## [Stated goal]
Collect every line of the material below that contains the word "dark", and copy each of those lines in full.

┄┄┄┄┄┄┄┄┄┄

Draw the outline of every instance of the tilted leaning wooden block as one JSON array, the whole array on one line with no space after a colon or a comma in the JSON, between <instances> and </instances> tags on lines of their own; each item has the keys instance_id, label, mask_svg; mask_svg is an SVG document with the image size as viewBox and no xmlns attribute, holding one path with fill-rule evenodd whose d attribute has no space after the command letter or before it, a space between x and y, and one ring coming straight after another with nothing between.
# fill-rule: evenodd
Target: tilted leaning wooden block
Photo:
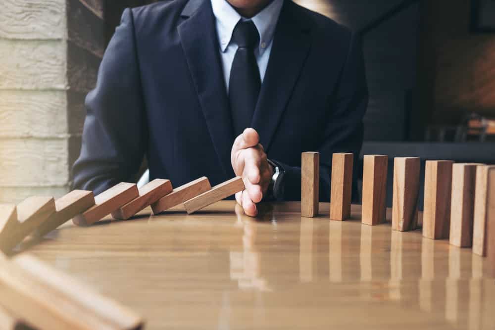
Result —
<instances>
[{"instance_id":1,"label":"tilted leaning wooden block","mask_svg":"<svg viewBox=\"0 0 495 330\"><path fill-rule=\"evenodd\" d=\"M449 243L460 247L473 244L473 218L476 168L481 164L452 165Z\"/></svg>"},{"instance_id":2,"label":"tilted leaning wooden block","mask_svg":"<svg viewBox=\"0 0 495 330\"><path fill-rule=\"evenodd\" d=\"M389 157L365 155L363 165L362 223L370 226L385 221Z\"/></svg>"},{"instance_id":3,"label":"tilted leaning wooden block","mask_svg":"<svg viewBox=\"0 0 495 330\"><path fill-rule=\"evenodd\" d=\"M140 188L139 197L112 212L114 219L127 220L172 191L170 180L155 179Z\"/></svg>"},{"instance_id":4,"label":"tilted leaning wooden block","mask_svg":"<svg viewBox=\"0 0 495 330\"><path fill-rule=\"evenodd\" d=\"M394 159L393 230L405 232L417 226L420 165L420 159L416 157Z\"/></svg>"},{"instance_id":5,"label":"tilted leaning wooden block","mask_svg":"<svg viewBox=\"0 0 495 330\"><path fill-rule=\"evenodd\" d=\"M495 166L480 166L476 168L476 188L474 194L474 219L473 229L473 253L484 257L487 250L487 223L488 207L488 174Z\"/></svg>"},{"instance_id":6,"label":"tilted leaning wooden block","mask_svg":"<svg viewBox=\"0 0 495 330\"><path fill-rule=\"evenodd\" d=\"M93 191L72 190L55 201L55 212L36 228L34 234L39 236L44 236L94 205Z\"/></svg>"},{"instance_id":7,"label":"tilted leaning wooden block","mask_svg":"<svg viewBox=\"0 0 495 330\"><path fill-rule=\"evenodd\" d=\"M331 220L343 221L350 216L353 163L352 153L334 153L332 156Z\"/></svg>"},{"instance_id":8,"label":"tilted leaning wooden block","mask_svg":"<svg viewBox=\"0 0 495 330\"><path fill-rule=\"evenodd\" d=\"M209 180L206 177L202 177L175 188L172 192L152 204L151 209L154 214L158 214L207 191L211 189Z\"/></svg>"},{"instance_id":9,"label":"tilted leaning wooden block","mask_svg":"<svg viewBox=\"0 0 495 330\"><path fill-rule=\"evenodd\" d=\"M0 304L42 329L138 330L143 321L27 254L0 260Z\"/></svg>"},{"instance_id":10,"label":"tilted leaning wooden block","mask_svg":"<svg viewBox=\"0 0 495 330\"><path fill-rule=\"evenodd\" d=\"M221 200L245 189L241 177L236 177L219 185L210 190L184 202L184 208L189 214L193 213L213 203Z\"/></svg>"},{"instance_id":11,"label":"tilted leaning wooden block","mask_svg":"<svg viewBox=\"0 0 495 330\"><path fill-rule=\"evenodd\" d=\"M427 160L423 236L431 239L448 237L452 189L451 160Z\"/></svg>"},{"instance_id":12,"label":"tilted leaning wooden block","mask_svg":"<svg viewBox=\"0 0 495 330\"><path fill-rule=\"evenodd\" d=\"M318 215L320 201L320 153L301 155L301 216Z\"/></svg>"},{"instance_id":13,"label":"tilted leaning wooden block","mask_svg":"<svg viewBox=\"0 0 495 330\"><path fill-rule=\"evenodd\" d=\"M95 197L96 205L76 216L72 221L79 226L92 225L138 197L139 191L135 184L121 182Z\"/></svg>"},{"instance_id":14,"label":"tilted leaning wooden block","mask_svg":"<svg viewBox=\"0 0 495 330\"><path fill-rule=\"evenodd\" d=\"M17 217L12 207L6 221L0 226L0 249L11 250L55 212L55 200L52 197L30 197L17 205ZM1 212L1 211L0 211ZM8 213L8 212L7 212ZM4 216L0 215L0 216Z\"/></svg>"}]
</instances>

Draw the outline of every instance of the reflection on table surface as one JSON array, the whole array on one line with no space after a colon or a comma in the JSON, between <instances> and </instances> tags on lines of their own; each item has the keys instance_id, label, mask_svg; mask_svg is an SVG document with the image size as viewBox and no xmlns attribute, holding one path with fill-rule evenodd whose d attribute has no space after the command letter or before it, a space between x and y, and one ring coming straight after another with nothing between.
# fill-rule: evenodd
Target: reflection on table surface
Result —
<instances>
[{"instance_id":1,"label":"reflection on table surface","mask_svg":"<svg viewBox=\"0 0 495 330\"><path fill-rule=\"evenodd\" d=\"M141 313L147 329L493 329L486 259L420 230L301 218L298 202L256 219L234 202L197 214L71 224L26 248ZM390 210L389 210L390 211ZM390 219L391 212L388 212Z\"/></svg>"}]
</instances>

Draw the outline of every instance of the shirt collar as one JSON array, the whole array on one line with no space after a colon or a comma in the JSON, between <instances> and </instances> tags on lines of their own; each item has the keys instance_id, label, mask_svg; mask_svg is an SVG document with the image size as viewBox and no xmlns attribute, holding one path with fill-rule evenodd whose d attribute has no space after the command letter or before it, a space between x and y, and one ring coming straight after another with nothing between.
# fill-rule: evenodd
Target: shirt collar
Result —
<instances>
[{"instance_id":1,"label":"shirt collar","mask_svg":"<svg viewBox=\"0 0 495 330\"><path fill-rule=\"evenodd\" d=\"M217 33L220 49L225 52L230 43L234 28L241 19L246 19L241 16L227 0L211 0L213 15L216 21ZM250 19L254 23L259 33L260 54L268 47L273 39L275 27L282 10L284 0L273 0Z\"/></svg>"}]
</instances>

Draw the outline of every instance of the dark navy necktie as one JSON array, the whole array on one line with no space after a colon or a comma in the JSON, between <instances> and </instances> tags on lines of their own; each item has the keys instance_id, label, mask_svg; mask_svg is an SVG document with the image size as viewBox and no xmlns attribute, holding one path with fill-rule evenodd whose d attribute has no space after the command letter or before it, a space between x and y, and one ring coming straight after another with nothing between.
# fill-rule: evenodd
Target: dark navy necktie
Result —
<instances>
[{"instance_id":1,"label":"dark navy necktie","mask_svg":"<svg viewBox=\"0 0 495 330\"><path fill-rule=\"evenodd\" d=\"M239 21L232 34L239 48L234 57L229 82L229 100L236 136L249 127L261 87L254 49L259 43L252 21Z\"/></svg>"}]
</instances>

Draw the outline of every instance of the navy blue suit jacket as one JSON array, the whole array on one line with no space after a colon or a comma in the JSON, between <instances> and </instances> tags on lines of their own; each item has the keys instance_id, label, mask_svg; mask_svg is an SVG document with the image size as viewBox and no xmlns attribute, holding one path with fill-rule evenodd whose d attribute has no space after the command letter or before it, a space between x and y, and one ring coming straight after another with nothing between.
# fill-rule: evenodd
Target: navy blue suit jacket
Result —
<instances>
[{"instance_id":1,"label":"navy blue suit jacket","mask_svg":"<svg viewBox=\"0 0 495 330\"><path fill-rule=\"evenodd\" d=\"M234 176L235 137L210 0L126 9L86 98L76 188L96 193L135 176L174 187ZM368 91L356 35L285 0L251 126L282 164L287 200L300 198L301 152L319 151L321 199L330 198L332 153L357 155Z\"/></svg>"}]
</instances>

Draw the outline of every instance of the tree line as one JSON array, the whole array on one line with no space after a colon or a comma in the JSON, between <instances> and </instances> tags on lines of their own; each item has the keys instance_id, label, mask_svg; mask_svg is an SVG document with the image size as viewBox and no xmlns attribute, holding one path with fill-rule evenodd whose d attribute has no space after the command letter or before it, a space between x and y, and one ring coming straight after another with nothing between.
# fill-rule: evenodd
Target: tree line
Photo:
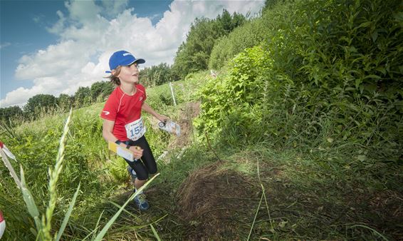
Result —
<instances>
[{"instance_id":1,"label":"tree line","mask_svg":"<svg viewBox=\"0 0 403 241\"><path fill-rule=\"evenodd\" d=\"M78 108L95 102L103 101L113 90L109 81L98 81L90 87L80 87L73 96L66 93L56 97L50 94L38 94L28 100L23 108L18 106L0 108L0 121L9 125L23 120L36 120L43 114L55 111L66 112L70 108Z\"/></svg>"},{"instance_id":2,"label":"tree line","mask_svg":"<svg viewBox=\"0 0 403 241\"><path fill-rule=\"evenodd\" d=\"M183 79L192 72L209 68L213 48L220 38L228 36L234 29L247 21L242 14L226 10L214 19L196 19L192 23L187 39L176 53L174 63L162 63L142 69L141 83L147 87L162 85ZM43 114L56 110L65 112L70 108L78 108L93 103L103 101L114 86L111 83L98 81L90 87L80 87L73 96L62 93L58 97L50 94L36 95L23 107L0 108L0 121L10 124L13 120L35 120Z\"/></svg>"}]
</instances>

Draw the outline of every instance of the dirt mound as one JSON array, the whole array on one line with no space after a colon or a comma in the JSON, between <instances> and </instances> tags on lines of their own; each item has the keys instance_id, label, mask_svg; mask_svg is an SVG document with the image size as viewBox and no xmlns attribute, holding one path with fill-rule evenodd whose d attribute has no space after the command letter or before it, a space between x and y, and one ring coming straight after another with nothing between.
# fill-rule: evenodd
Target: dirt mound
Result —
<instances>
[{"instance_id":1,"label":"dirt mound","mask_svg":"<svg viewBox=\"0 0 403 241\"><path fill-rule=\"evenodd\" d=\"M177 213L187 227L185 240L239 240L239 225L250 222L258 190L220 164L194 172L179 188Z\"/></svg>"}]
</instances>

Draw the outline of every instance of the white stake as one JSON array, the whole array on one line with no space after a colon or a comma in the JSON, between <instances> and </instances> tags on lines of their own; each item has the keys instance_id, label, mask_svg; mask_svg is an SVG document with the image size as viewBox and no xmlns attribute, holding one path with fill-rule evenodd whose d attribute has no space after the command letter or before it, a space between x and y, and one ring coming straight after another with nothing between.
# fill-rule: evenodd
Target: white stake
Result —
<instances>
[{"instance_id":1,"label":"white stake","mask_svg":"<svg viewBox=\"0 0 403 241\"><path fill-rule=\"evenodd\" d=\"M172 98L174 99L174 104L177 106L177 101L175 101L175 96L174 95L174 89L172 88L172 83L169 82L169 87L171 87L171 93L172 94Z\"/></svg>"}]
</instances>

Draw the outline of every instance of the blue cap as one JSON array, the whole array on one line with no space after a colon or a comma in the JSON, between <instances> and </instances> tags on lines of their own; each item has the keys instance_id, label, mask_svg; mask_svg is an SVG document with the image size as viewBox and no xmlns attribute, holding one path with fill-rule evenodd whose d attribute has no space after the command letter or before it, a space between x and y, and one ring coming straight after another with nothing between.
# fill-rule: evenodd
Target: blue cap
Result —
<instances>
[{"instance_id":1,"label":"blue cap","mask_svg":"<svg viewBox=\"0 0 403 241\"><path fill-rule=\"evenodd\" d=\"M142 58L136 58L132 53L121 50L116 51L109 58L109 68L110 71L105 71L106 73L112 73L111 71L116 69L117 66L127 66L130 64L137 62L138 63L144 63L145 61Z\"/></svg>"}]
</instances>

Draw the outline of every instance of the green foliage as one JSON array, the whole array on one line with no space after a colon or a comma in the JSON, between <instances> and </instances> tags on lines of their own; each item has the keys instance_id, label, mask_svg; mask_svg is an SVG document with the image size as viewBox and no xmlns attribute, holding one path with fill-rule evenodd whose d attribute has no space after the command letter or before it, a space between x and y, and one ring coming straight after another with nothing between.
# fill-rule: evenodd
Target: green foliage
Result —
<instances>
[{"instance_id":1,"label":"green foliage","mask_svg":"<svg viewBox=\"0 0 403 241\"><path fill-rule=\"evenodd\" d=\"M278 26L262 47L238 55L202 88L199 130L231 145L270 140L366 164L401 161L401 2L276 6L263 16Z\"/></svg>"},{"instance_id":2,"label":"green foliage","mask_svg":"<svg viewBox=\"0 0 403 241\"><path fill-rule=\"evenodd\" d=\"M262 73L271 66L268 53L260 46L246 49L235 57L227 75L211 79L199 93L204 110L196 126L211 133L226 127L240 128L244 137L256 136L253 125L261 120L265 81Z\"/></svg>"},{"instance_id":3,"label":"green foliage","mask_svg":"<svg viewBox=\"0 0 403 241\"><path fill-rule=\"evenodd\" d=\"M147 87L160 86L169 81L177 81L179 78L173 73L171 66L166 63L142 69L140 73L140 78L141 83Z\"/></svg>"},{"instance_id":4,"label":"green foliage","mask_svg":"<svg viewBox=\"0 0 403 241\"><path fill-rule=\"evenodd\" d=\"M222 68L245 48L260 45L264 40L270 39L276 31L292 28L287 24L292 22L289 18L294 6L291 1L266 1L261 17L248 21L216 41L210 56L209 68Z\"/></svg>"},{"instance_id":5,"label":"green foliage","mask_svg":"<svg viewBox=\"0 0 403 241\"><path fill-rule=\"evenodd\" d=\"M0 121L4 123L11 123L13 120L23 117L23 111L18 106L0 108Z\"/></svg>"},{"instance_id":6,"label":"green foliage","mask_svg":"<svg viewBox=\"0 0 403 241\"><path fill-rule=\"evenodd\" d=\"M181 78L188 73L207 69L210 53L217 39L229 34L245 22L245 17L236 13L232 16L224 10L215 19L196 19L185 42L179 47L172 66Z\"/></svg>"},{"instance_id":7,"label":"green foliage","mask_svg":"<svg viewBox=\"0 0 403 241\"><path fill-rule=\"evenodd\" d=\"M52 95L38 94L30 98L23 106L23 112L28 118L35 118L40 113L47 113L57 106L57 98Z\"/></svg>"},{"instance_id":8,"label":"green foliage","mask_svg":"<svg viewBox=\"0 0 403 241\"><path fill-rule=\"evenodd\" d=\"M90 88L92 103L103 102L110 95L114 88L110 81L98 81L93 83Z\"/></svg>"}]
</instances>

┄┄┄┄┄┄┄┄┄┄

## [Solution to this problem]
Draw the outline of every instance of the dark navy necktie as one JSON array, the whole array on one line with no space after a colon or a comma in the JSON, between <instances> and </instances> tags on lines of their own; each item has the keys instance_id, label, mask_svg; mask_svg is an SVG document with the image size as viewBox and no xmlns attribute, holding one path with fill-rule evenodd whose d attribute has no space after the command letter or before it, a space between x and y, and one ring coming straight after another with nothing between.
Target: dark navy necktie
[{"instance_id":1,"label":"dark navy necktie","mask_svg":"<svg viewBox=\"0 0 495 330\"><path fill-rule=\"evenodd\" d=\"M239 21L232 34L239 48L234 57L229 82L229 100L236 136L249 127L261 87L254 49L259 43L252 21Z\"/></svg>"}]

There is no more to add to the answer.